Text provided |
* start *
There will be three main changes with the Treaty of Lisbon (ToL): an extension and clarification of EU competence, a greater role for the European Parliament (EP) and the inclusion of external trade and investment policy, along with foreign and security, environment and development policies and humanitarian assistance in the now unified European External Action.

The Main Treaty Changes

Extension and Clarification of EU Competence

For many years there has been a debate over the scope of EC exclusive competence in the field of trade. At issue has been whether all trade in services and trade related aspects of intellectual property rights (TRIPs) on which the EU negotiates in multilateral and preferential agreements should come under exclusive EC competence. In the Maastricht, Amsterdam and Nice Intergovernmental Conferences (IGCs) there were only minor changes made to the treaties, so that services and TRIPs remained mixed competence, in other words part EC and part member state competence. The draft Constitutional Convention favoured a simplification and extension of what is now to be called EU competence and this was carried over into the Treaty of Lisbon. Art 207 TFEU therefore brings services, TRIPs and foreign direct investment (FDI) into exclusive EU competence.

Exclusive competence means that the legal basis for the adoption of agreements will in future be a qualified majority vote (QMV) in the General Affairs and External Relations Council (GAERC) not unanimity for some services and TRIPs as in the past. It also means that the consent of the European Parliament by a simple majority of Members of the European Parliament (MEPs) will in effect replace ratification by national parliaments for these policy areas.3 In practice the changes will not be dramatic. The Commission has negotiated for the EU on all services and TRIPs since the 1980s and consensus has been the practice for decisions on major trade agreements for many years regardless of what is required on paper. On ratification, member state parliaments will only be asked to ratify small sections of agreements, with the bulk being ratified by the EP, but member state ratification has been largely a rubberstamping exercise for years. Essentially for political reasons the ToL (Art 207(4)) also provides for the use of unanimity in decision-making when it comes to the so-called sensitive sectors of audio-visual, health, education and social services. The wording suggests that this does not mean an automatic veto right for member states, but an opportunity to use unanimity where trade agreements “risk prejudicing the Union’s linguistic and cultural diversity” or “seriously disturbing the national organisation of [health, education and social] services and prejudicing the responsibility of Member States to deliver them”. As EU policy currently precludes making any commitments in the GATS in these sensitive sectors the degree of ambiguity over the use of unanimity is unlikely to be tested in any multilateral negotiation.
* end *
Record extracts |
* start *
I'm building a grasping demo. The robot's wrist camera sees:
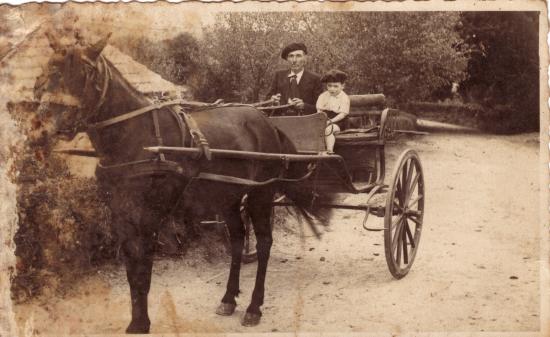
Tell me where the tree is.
[457,12,540,132]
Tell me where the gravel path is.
[16,134,540,335]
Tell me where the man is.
[268,43,322,116]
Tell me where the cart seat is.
[336,126,380,145]
[269,112,327,153]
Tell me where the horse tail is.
[277,129,332,238]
* end *
Work to do |
1 – Return the passage of the Treaty of Lisbon text starting at "There will be" and ending at "European External Action.", copied word for word.
2 – Take the text on the Treaty of Lisbon further, continuing from its final sentence.

Task-by-task outputs |
1 –
There will be three main changes with the Treaty of Lisbon (ToL): an extension and clarification of EU competence, a greater role for the European Parliament (EP) and the inclusion of external trade and investment policy, along with foreign and security, environment and development policies and humanitarian assistance in the now unified European External Action.

2 –
By far the most important extension of EU competence is the inclusion of foreign direct investment (FDI) in exclusive EU competence (Art 207(1) TFEU). To date investment has been an area of mixed competence. The EC has negotiated agreements covering investment in services, such as in mode 3 (establishment) of the GATS agreement, and some other aspects of investment liberalisation such as the GATT Trade Related Investment Measures (TRIMs) agreement that prohibits certain investment performance requirements, but member states have negotiated bilateral investment treaties (BITs) to protect fund repatriation and against unfair or uncompensated expropriation. The retention of member state competence for FDI has meant that unlike the USA the EU has not included comprehensive investment provisions covering liberalisation and investment protection in any preferential trade agreements. This significant extension of EU competence raises some important questions concerning the implementation of the treaty changes (see discussion below).

Increased Role for the European Parliament

The ToL enhances the formal position of the EP in EU external trade and investment policy in three main ways. First, it grants the EP joint powers with the Council to adopt trade legislation. Before the ToL the Council had wide powers to adopt regulations governing trade with the EP included only through the non-binding consultation procedure. Art 207 (2) states that the “EP and Council acting by means of regulations in accordance with the ordinary legislative procedure (OLP) shall adopt the measures defining the framework for implementing the common commercial policy” (i.e. external trade). The OLP is the new term for co-decision making. The International Trade Committee (INTA) and the EP in general will now share powers with the Council to adopt EU legislation on trade instruments such as anti-dumping, safeguards and the Trade Barriers Regulation (TBR) as well as autonomous trade measures such as the EU’s Generalised System of Preferences (GSP) scheme. These new powers cover what might be termed the overall legislative framework, not detailed modifications for which there are provisions in Art 218(9) for the delegation of powers to the Commission, or the application of trade instruments, such as anti-dumping (see discussion below).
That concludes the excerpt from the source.